Locate each line in the entries below that contains the word "white", and copy all of those lines in full. Matching is case-sensitive.

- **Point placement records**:
++++++++++++++++++++

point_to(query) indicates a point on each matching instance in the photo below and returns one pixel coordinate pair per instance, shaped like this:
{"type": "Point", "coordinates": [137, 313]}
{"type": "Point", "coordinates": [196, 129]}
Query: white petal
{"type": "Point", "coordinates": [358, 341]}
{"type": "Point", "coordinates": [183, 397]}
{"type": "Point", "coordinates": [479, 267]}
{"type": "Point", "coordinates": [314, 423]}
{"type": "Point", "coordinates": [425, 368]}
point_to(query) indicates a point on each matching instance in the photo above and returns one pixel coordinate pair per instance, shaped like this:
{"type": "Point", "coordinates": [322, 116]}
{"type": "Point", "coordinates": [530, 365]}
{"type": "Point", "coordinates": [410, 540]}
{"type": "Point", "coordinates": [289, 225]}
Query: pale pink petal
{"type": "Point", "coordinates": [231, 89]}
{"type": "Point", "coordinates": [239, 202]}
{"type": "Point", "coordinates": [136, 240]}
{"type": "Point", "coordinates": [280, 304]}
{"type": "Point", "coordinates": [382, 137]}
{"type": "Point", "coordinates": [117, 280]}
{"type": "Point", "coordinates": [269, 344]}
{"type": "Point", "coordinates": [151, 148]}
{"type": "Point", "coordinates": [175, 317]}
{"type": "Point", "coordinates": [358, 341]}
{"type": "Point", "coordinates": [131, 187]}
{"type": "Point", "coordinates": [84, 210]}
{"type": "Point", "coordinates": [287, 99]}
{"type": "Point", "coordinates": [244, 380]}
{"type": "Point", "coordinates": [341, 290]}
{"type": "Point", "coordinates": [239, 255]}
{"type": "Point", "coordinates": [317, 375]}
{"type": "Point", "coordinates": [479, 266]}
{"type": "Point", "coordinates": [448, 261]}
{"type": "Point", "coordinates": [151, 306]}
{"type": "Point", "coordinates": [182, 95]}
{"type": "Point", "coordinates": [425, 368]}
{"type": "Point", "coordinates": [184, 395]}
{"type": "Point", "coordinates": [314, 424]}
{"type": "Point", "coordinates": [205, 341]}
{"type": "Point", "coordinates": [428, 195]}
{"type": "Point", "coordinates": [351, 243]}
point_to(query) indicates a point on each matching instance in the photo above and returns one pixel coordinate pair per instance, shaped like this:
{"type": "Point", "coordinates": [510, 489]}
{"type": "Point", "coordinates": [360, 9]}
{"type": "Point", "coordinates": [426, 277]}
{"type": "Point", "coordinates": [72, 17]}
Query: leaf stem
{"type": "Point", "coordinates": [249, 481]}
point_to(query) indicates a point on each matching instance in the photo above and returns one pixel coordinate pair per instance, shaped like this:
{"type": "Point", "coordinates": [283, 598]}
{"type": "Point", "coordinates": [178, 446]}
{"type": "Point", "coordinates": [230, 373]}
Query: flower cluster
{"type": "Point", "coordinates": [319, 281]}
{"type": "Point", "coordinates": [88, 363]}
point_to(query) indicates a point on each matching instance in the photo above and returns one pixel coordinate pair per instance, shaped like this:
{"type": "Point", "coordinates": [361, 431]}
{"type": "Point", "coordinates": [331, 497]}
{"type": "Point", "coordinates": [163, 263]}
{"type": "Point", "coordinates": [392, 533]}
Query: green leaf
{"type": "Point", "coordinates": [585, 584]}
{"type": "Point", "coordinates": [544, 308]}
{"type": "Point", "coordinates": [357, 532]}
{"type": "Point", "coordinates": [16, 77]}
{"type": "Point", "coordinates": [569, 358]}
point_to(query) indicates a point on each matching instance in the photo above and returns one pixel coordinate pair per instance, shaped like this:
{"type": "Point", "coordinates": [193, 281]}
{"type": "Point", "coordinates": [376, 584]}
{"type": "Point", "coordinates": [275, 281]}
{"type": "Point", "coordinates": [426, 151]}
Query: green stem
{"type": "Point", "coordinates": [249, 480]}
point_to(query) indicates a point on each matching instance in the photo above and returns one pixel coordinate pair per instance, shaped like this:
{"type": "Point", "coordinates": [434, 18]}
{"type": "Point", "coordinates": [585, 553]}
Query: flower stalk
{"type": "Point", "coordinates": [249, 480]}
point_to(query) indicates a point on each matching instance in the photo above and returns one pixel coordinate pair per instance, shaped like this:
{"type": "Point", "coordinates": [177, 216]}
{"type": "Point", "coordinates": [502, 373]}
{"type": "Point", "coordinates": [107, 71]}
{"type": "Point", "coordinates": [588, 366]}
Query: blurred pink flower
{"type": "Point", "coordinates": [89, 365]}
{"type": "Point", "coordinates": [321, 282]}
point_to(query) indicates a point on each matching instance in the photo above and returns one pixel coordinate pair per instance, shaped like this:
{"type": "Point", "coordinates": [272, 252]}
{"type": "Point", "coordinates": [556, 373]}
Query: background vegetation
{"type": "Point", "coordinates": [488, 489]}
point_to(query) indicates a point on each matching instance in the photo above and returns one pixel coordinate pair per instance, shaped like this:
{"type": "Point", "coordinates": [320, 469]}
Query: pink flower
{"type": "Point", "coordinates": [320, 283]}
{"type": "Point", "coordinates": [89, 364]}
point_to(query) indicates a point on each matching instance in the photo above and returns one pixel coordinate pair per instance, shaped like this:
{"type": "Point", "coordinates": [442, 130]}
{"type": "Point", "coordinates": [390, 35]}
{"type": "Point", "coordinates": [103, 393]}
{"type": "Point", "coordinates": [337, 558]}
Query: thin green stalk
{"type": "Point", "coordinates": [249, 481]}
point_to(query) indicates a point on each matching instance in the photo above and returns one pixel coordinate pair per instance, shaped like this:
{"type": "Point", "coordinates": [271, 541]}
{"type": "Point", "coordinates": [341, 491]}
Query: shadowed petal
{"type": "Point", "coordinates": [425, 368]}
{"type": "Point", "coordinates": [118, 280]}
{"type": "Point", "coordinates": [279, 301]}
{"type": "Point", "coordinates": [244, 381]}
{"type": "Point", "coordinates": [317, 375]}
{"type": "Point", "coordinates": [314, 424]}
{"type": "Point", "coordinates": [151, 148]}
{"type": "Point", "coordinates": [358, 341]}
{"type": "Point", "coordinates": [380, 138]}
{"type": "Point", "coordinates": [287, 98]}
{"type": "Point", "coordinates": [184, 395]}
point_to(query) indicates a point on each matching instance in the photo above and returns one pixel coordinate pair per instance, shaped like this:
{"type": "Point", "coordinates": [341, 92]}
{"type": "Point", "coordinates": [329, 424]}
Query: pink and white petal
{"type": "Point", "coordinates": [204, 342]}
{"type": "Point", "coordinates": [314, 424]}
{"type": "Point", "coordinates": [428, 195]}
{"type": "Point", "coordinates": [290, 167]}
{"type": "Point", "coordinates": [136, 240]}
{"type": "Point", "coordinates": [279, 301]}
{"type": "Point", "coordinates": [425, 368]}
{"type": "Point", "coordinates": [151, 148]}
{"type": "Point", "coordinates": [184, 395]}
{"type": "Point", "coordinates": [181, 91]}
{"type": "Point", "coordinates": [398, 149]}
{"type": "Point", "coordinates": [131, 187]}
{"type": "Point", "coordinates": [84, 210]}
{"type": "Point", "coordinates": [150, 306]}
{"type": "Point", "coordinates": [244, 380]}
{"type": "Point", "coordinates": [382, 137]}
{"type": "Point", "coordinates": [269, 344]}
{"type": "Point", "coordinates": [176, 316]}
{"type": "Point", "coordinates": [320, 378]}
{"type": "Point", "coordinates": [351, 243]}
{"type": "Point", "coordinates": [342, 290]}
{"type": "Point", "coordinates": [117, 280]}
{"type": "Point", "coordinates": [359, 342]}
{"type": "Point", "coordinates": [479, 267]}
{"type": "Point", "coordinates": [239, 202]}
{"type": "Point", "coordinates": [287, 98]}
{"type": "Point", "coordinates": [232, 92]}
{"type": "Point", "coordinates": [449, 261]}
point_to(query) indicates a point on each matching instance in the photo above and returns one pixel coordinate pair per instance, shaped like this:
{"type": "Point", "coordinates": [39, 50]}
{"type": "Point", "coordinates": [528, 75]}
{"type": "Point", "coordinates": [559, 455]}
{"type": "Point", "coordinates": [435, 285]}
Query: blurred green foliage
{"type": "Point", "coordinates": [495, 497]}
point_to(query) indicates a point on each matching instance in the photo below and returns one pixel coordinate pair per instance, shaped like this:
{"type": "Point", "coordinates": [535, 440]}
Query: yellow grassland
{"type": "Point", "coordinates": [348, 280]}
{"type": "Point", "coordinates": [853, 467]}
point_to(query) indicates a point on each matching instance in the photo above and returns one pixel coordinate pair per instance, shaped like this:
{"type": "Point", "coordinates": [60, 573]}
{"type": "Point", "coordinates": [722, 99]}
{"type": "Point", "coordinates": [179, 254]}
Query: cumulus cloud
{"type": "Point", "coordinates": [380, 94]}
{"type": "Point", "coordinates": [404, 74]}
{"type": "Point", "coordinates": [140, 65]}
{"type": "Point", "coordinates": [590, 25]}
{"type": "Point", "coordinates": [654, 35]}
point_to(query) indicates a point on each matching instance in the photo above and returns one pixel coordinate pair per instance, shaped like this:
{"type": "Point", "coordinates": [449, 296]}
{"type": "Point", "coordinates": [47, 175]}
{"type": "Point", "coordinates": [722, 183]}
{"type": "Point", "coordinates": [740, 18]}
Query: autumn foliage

++++++++++++++++++++

- **SOLUTION TO THE PROBLEM**:
Query: white petal
Query: pink and white petal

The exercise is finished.